**TASK TO CARRY OUT**.
Lay out every one of the records below as a two-column CSV with the header instruction,output and one row per record. Put the record's text under instruction and its answer under output, each as a single quoted field with line breaks replaced by spaces.

____

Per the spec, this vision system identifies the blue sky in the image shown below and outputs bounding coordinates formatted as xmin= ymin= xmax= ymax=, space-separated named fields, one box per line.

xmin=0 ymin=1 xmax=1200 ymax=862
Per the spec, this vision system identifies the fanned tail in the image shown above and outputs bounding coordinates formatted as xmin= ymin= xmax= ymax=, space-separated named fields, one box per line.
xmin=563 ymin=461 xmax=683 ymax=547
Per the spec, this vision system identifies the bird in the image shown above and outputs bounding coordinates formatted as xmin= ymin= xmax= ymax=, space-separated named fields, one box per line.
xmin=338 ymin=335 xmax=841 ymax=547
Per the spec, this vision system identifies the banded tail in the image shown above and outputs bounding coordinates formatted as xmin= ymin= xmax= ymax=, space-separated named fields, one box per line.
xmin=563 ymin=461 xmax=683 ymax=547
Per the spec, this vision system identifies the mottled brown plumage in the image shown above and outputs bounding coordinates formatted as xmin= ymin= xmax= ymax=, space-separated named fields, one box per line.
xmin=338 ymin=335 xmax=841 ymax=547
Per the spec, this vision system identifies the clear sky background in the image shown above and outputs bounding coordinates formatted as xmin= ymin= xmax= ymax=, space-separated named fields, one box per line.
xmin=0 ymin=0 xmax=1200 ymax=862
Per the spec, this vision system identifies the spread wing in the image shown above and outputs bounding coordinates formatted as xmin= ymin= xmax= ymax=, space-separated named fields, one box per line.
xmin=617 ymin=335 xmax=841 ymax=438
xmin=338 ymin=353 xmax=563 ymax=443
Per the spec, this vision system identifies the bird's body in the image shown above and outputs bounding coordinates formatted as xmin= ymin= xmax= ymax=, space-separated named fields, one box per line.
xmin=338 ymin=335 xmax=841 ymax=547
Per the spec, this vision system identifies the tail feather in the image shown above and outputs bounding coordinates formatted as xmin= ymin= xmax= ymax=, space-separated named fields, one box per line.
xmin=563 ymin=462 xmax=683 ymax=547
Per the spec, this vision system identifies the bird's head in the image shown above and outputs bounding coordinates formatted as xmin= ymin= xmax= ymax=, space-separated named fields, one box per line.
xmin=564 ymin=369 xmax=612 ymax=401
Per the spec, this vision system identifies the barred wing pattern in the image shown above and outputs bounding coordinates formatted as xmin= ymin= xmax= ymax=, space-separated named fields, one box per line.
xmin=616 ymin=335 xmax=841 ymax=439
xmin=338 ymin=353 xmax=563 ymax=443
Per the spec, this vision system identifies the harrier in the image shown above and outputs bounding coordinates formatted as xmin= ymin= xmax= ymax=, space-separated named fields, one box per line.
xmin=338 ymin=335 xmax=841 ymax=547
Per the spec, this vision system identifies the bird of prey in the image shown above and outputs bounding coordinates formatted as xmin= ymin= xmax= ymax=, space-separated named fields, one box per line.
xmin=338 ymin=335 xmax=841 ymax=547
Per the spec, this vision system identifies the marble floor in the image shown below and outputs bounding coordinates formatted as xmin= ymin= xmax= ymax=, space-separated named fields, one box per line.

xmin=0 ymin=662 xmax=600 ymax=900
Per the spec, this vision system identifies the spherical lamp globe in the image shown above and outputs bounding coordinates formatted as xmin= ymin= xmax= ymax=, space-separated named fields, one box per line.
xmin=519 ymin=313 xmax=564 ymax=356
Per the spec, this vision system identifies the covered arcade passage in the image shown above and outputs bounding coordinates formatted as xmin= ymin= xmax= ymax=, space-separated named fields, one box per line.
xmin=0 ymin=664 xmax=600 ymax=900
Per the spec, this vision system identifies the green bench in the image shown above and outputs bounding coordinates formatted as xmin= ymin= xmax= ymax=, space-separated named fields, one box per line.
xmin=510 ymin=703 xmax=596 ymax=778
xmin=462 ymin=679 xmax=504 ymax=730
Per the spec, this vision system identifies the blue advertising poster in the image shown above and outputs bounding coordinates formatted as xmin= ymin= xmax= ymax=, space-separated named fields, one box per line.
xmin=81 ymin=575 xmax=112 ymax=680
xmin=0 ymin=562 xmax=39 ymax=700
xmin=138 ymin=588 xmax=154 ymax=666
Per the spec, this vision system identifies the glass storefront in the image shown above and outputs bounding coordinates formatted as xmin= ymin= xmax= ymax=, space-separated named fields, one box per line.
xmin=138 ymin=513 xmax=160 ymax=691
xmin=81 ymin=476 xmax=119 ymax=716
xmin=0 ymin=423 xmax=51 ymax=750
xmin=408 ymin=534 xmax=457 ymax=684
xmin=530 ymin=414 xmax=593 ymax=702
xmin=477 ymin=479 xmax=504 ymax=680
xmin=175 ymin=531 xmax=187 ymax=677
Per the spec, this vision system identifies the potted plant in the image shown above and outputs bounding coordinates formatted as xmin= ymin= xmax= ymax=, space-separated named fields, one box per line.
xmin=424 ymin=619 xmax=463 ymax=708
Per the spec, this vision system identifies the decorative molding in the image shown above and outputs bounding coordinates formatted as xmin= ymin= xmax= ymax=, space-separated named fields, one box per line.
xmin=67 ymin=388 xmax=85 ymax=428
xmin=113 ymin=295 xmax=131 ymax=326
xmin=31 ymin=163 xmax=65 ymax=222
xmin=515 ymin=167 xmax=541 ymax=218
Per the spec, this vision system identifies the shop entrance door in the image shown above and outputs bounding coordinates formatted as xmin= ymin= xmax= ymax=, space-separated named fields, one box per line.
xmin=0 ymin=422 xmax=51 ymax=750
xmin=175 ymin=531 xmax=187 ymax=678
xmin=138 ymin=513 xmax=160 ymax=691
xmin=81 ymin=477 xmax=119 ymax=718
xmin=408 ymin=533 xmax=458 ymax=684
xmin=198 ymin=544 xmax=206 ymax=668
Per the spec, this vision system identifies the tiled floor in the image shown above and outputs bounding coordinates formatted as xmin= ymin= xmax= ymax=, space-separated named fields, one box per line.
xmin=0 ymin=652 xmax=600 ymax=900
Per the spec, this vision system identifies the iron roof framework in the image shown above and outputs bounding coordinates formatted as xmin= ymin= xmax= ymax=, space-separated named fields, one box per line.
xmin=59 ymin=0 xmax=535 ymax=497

____

**SOLUTION**.
instruction,output
"Per the spec, this vision system identifies the blue sky in the image shown below and outputs bounding coordinates formatted as xmin= ymin= xmax= ymax=, space-separated named fields, one box per line.","xmin=0 ymin=1 xmax=1200 ymax=862"
"Per the spec, this vision system identifies the fanned tail in the image shown above and outputs bounding coordinates formatted as xmin= ymin= xmax= ymax=, space-separated named fields, one box per line.","xmin=563 ymin=461 xmax=683 ymax=547"
"Per the spec, this vision system identifies the bird in the image shown above and outputs bounding coordinates formatted as xmin= ymin= xmax= ymax=, space-separated named fields, one box per line.","xmin=338 ymin=335 xmax=841 ymax=547"
"Per the spec, this vision system identifies the banded tail in the image shown above and outputs bounding coordinates formatted as xmin= ymin= xmax= ymax=, space-separated named fields, one box per line.","xmin=563 ymin=461 xmax=683 ymax=547"
"Per the spec, this vision system identifies the mottled brown plumage in the image shown above and outputs bounding coordinates formatted as xmin= ymin= xmax= ymax=, space-separated named fields, one box per line.","xmin=338 ymin=335 xmax=841 ymax=547"
"Per the spec, this vision system identifies the clear sky background in the image shown above and outputs bounding coordinates formatted as xmin= ymin= xmax= ymax=, space-separated named fields, one box per line.","xmin=0 ymin=0 xmax=1200 ymax=862"
"Per the spec, this vision system identifies the spread wing in the image shown above and outputs bounding coordinates formatted as xmin= ymin= xmax= ymax=, space-separated named fields, one box per line.","xmin=617 ymin=335 xmax=841 ymax=438 xmin=338 ymin=353 xmax=563 ymax=443"
"Per the spec, this vision system identifies the bird's body in the image shown above and outputs bounding coordinates formatted as xmin= ymin= xmax= ymax=, space-separated named fields, one box per line.","xmin=338 ymin=335 xmax=841 ymax=547"
"Per the spec, this vision system identifies the tail feather in the image shown above and outputs bounding coordinates formatted as xmin= ymin= xmax= ymax=, space-separated named fields, one box per line.","xmin=563 ymin=462 xmax=683 ymax=547"
"Per the spec, this vision system identifies the bird's head in the image shown above and outputs bounding coordinates formatted as xmin= ymin= xmax= ymax=, space-separated named fields, one box per line.","xmin=564 ymin=369 xmax=612 ymax=401"
"Per the spec, this vision system identifies the barred wing pattern in the image shown above and outputs bounding coordinates formatted as xmin= ymin= xmax= ymax=, space-separated named fields, one box per line.","xmin=616 ymin=335 xmax=841 ymax=439 xmin=338 ymin=353 xmax=563 ymax=443"
"Per the spec, this vision system identifies the harrier in the image shown above and outputs bounding coordinates formatted as xmin= ymin= xmax= ymax=, space-separated named fields, one box per line.","xmin=338 ymin=335 xmax=841 ymax=547"
"Per the spec, this vision system identifies the bird of prey in the image shown above and outputs bounding coordinates formatted as xmin= ymin= xmax= ymax=, space-separated named fields, one box per line.","xmin=338 ymin=335 xmax=841 ymax=547"
"Per the spec, this vision system identifies the marble floor in the image shown below and outputs bounding coordinates formatted as xmin= ymin= xmax= ymax=, space-separated named fields, one box per line.","xmin=0 ymin=662 xmax=600 ymax=900"
"Per the spec, this vision system identifies the spherical lamp globe in the image shown above and outputs bounding coordinates formatted as xmin= ymin= xmax= ymax=, space-separated named fields, one box per line.","xmin=519 ymin=313 xmax=564 ymax=356"
"Per the spec, this vision system identifies the covered arcade passage in the image shown above and outputs bounding coordinates formatted as xmin= ymin= xmax= ymax=, space-separated named fields, one box per line.","xmin=0 ymin=664 xmax=600 ymax=900"
"Per the spec, this vision system identifies the green bench in the image shown above and outputs bounding coordinates formatted as xmin= ymin= xmax= ymax=, space-separated named fields, one box per line.","xmin=510 ymin=703 xmax=596 ymax=778 xmin=462 ymin=679 xmax=504 ymax=730"
"Per the spec, this vision system identifies the blue advertising poster in the image shown above and outputs bounding coordinates formatted as xmin= ymin= xmax= ymax=, space-separated named fields, one box per line.","xmin=81 ymin=575 xmax=112 ymax=680 xmin=0 ymin=562 xmax=39 ymax=700 xmin=138 ymin=588 xmax=154 ymax=666"
"Per the spec, this vision system identifies the glass storefront in the image shown above and outputs bounding coordinates formatted as xmin= ymin= xmax= ymax=, space-separated named fields, one box per line.","xmin=138 ymin=513 xmax=160 ymax=691 xmin=81 ymin=476 xmax=119 ymax=716 xmin=0 ymin=423 xmax=51 ymax=750 xmin=408 ymin=534 xmax=457 ymax=684 xmin=530 ymin=414 xmax=593 ymax=702 xmin=477 ymin=479 xmax=504 ymax=680 xmin=175 ymin=531 xmax=187 ymax=677"
"Per the spec, this vision system identifies the potted plant in the image shown above and outputs bounding coordinates formatted as xmin= ymin= xmax= ymax=, space-separated named fields, one box per line.","xmin=424 ymin=619 xmax=463 ymax=708"
"Per the spec, this vision system identifies the decorative molding in the image shown above and outputs bounding coordinates formatted as xmin= ymin= xmax= ymax=, space-separated named fields, one box per line.","xmin=67 ymin=388 xmax=85 ymax=428 xmin=113 ymin=295 xmax=131 ymax=326 xmin=31 ymin=163 xmax=65 ymax=222 xmin=515 ymin=167 xmax=541 ymax=218"
"Per the spec, this vision system identifies the shop entrance door in the image shown above and outputs bounding coordinates formatted as xmin= ymin= xmax= ymax=, space-separated named fields, one box per line.","xmin=0 ymin=422 xmax=51 ymax=750 xmin=175 ymin=531 xmax=187 ymax=678 xmin=138 ymin=513 xmax=160 ymax=691 xmin=81 ymin=477 xmax=119 ymax=718 xmin=408 ymin=533 xmax=458 ymax=684 xmin=198 ymin=544 xmax=206 ymax=668"
"Per the spec, this vision system identifies the tiled floor in the image shown above and outputs bounding coordinates formatted as xmin= ymin= xmax= ymax=, space-separated named fields, one box per line.","xmin=0 ymin=652 xmax=600 ymax=900"
"Per the spec, this vision system identifies the iron roof framework in the image shown above and outputs bounding coordinates formatted as xmin= ymin= xmax= ymax=, space-separated named fields, one box per line.","xmin=59 ymin=0 xmax=535 ymax=497"